> _DATA PROVIDED_:
-- -- --
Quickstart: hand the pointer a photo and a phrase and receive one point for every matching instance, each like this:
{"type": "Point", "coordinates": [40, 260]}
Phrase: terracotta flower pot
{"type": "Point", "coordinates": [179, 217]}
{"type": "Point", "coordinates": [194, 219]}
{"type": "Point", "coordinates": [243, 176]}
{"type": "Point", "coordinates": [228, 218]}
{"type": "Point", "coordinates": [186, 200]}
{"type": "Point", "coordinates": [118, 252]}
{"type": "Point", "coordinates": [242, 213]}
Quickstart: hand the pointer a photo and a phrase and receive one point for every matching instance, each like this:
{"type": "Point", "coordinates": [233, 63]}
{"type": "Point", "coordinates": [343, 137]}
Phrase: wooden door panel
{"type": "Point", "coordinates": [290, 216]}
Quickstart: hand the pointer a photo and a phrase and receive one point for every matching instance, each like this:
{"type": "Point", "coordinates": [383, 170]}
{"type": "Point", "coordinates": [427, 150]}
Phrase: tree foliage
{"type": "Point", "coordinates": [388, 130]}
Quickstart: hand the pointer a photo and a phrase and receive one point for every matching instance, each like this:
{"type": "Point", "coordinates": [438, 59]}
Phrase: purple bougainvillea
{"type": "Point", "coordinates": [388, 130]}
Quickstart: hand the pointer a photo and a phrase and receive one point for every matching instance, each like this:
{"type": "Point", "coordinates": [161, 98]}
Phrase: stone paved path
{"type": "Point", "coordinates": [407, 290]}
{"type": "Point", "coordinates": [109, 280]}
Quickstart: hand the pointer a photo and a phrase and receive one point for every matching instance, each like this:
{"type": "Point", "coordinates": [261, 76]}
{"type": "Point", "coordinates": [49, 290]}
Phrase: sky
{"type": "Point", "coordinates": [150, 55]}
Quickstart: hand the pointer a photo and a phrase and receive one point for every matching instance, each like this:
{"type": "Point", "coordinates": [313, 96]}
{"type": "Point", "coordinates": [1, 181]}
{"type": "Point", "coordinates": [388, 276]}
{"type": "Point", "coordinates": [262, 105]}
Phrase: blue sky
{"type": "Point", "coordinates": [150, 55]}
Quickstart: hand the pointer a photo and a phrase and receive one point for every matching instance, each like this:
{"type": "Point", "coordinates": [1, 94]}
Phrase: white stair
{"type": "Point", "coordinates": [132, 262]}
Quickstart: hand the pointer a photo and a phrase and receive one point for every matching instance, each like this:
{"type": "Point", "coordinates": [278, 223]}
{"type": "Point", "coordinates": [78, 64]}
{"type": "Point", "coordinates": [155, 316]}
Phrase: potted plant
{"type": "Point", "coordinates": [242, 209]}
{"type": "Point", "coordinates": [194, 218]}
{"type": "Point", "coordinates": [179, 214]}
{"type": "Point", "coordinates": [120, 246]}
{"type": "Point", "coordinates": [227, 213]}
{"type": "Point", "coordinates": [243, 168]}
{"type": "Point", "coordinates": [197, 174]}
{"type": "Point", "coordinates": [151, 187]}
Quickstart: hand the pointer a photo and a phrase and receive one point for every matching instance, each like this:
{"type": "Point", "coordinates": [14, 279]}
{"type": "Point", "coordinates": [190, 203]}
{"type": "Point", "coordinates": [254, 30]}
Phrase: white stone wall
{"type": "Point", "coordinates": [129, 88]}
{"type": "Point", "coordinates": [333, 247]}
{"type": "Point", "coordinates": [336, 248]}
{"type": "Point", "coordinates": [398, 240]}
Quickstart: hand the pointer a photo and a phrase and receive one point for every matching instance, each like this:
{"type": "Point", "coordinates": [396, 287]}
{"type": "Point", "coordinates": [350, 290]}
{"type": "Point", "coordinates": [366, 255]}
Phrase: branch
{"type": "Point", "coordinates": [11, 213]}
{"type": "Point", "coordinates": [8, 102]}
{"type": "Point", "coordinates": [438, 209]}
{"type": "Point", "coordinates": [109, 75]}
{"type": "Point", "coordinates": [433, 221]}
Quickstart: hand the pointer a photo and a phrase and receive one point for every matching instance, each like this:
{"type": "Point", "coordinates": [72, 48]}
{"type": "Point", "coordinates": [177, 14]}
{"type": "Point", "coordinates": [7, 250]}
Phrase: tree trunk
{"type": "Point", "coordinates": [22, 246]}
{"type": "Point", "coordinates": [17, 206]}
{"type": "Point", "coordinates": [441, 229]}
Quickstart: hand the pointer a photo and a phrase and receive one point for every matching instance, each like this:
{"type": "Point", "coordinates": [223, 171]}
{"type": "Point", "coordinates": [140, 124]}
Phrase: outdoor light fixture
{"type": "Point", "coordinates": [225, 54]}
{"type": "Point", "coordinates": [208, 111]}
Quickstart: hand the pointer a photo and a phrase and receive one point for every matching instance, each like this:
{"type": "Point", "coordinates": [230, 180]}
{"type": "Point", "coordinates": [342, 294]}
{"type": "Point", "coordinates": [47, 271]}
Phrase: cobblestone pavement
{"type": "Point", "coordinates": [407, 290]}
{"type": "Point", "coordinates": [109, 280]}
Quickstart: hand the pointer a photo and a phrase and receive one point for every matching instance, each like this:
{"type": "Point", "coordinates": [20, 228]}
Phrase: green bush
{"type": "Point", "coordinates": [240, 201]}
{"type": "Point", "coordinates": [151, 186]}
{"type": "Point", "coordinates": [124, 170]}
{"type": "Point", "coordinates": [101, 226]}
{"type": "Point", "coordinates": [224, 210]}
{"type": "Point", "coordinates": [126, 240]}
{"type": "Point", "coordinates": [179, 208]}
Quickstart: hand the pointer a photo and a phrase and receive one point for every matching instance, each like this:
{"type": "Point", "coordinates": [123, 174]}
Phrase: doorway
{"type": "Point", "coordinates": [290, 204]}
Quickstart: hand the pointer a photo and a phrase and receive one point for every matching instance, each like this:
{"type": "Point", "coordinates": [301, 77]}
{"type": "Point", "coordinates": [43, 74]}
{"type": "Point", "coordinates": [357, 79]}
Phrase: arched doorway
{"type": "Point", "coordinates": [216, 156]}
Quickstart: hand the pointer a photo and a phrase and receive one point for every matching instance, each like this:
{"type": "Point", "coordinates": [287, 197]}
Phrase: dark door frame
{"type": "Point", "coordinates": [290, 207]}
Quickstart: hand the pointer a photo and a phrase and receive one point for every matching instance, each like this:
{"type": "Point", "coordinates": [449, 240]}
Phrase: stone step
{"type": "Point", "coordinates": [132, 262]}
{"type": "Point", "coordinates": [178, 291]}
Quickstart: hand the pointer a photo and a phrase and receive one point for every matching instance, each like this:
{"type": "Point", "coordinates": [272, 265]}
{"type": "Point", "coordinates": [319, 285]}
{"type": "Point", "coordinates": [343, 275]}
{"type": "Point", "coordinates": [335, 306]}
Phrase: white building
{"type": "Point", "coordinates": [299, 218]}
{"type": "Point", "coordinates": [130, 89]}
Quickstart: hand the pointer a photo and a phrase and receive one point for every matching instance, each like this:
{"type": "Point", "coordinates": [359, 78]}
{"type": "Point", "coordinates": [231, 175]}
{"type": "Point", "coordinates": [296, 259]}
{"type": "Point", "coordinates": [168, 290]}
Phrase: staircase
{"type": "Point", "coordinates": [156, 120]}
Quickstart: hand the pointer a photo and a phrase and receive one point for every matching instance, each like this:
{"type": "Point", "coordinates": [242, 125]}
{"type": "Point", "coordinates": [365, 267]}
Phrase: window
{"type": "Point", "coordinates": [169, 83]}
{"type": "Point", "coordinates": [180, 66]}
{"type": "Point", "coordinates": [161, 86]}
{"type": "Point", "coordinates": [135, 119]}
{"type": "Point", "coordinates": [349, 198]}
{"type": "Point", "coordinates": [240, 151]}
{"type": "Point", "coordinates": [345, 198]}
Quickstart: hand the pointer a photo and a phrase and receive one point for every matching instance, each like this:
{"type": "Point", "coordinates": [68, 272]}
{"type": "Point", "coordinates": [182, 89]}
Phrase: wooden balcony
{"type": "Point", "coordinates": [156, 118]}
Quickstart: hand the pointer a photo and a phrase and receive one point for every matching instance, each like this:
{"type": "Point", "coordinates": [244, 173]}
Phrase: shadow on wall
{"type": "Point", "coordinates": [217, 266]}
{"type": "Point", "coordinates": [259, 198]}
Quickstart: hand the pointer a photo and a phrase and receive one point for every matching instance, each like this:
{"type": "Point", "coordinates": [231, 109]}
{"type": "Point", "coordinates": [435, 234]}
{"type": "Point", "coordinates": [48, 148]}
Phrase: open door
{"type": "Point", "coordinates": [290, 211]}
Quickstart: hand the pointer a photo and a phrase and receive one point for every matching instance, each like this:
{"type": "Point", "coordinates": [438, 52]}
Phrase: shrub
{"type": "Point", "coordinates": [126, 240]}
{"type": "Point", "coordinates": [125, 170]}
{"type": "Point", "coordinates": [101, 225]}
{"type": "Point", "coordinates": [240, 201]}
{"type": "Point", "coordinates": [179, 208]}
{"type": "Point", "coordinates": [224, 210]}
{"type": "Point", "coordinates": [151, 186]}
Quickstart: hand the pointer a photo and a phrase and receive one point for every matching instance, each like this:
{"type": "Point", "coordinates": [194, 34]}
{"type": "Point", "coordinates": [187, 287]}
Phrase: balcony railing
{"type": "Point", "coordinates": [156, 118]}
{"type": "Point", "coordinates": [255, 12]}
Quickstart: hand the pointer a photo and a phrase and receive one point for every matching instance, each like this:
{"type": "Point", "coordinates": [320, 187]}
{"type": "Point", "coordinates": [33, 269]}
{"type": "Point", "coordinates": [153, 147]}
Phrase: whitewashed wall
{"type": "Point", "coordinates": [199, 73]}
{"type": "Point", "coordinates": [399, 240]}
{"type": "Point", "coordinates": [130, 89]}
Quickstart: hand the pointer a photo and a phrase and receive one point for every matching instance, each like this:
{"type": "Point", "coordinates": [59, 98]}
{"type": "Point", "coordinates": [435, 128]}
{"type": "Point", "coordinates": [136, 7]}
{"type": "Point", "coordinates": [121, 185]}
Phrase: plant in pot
-- -- --
> _BRIEF_:
Output the lines from the one with "Phrase: balcony railing" to the final line of the entries above, exactly as they stand, please, and nothing else.

> _RESULT FOR THIS TASK_:
Phrase: balcony railing
{"type": "Point", "coordinates": [156, 118]}
{"type": "Point", "coordinates": [255, 12]}
Quickstart: hand the pointer a photo and a phrase and receive one point for every matching instance, each like this:
{"type": "Point", "coordinates": [320, 187]}
{"type": "Point", "coordinates": [33, 269]}
{"type": "Point", "coordinates": [153, 147]}
Phrase: whitewashed wall
{"type": "Point", "coordinates": [199, 73]}
{"type": "Point", "coordinates": [399, 240]}
{"type": "Point", "coordinates": [130, 89]}
Quickstart: hand the pointer a photo and a phrase and receive one point for every matching instance, each like this:
{"type": "Point", "coordinates": [59, 98]}
{"type": "Point", "coordinates": [435, 128]}
{"type": "Point", "coordinates": [136, 7]}
{"type": "Point", "coordinates": [121, 185]}
Phrase: plant in pot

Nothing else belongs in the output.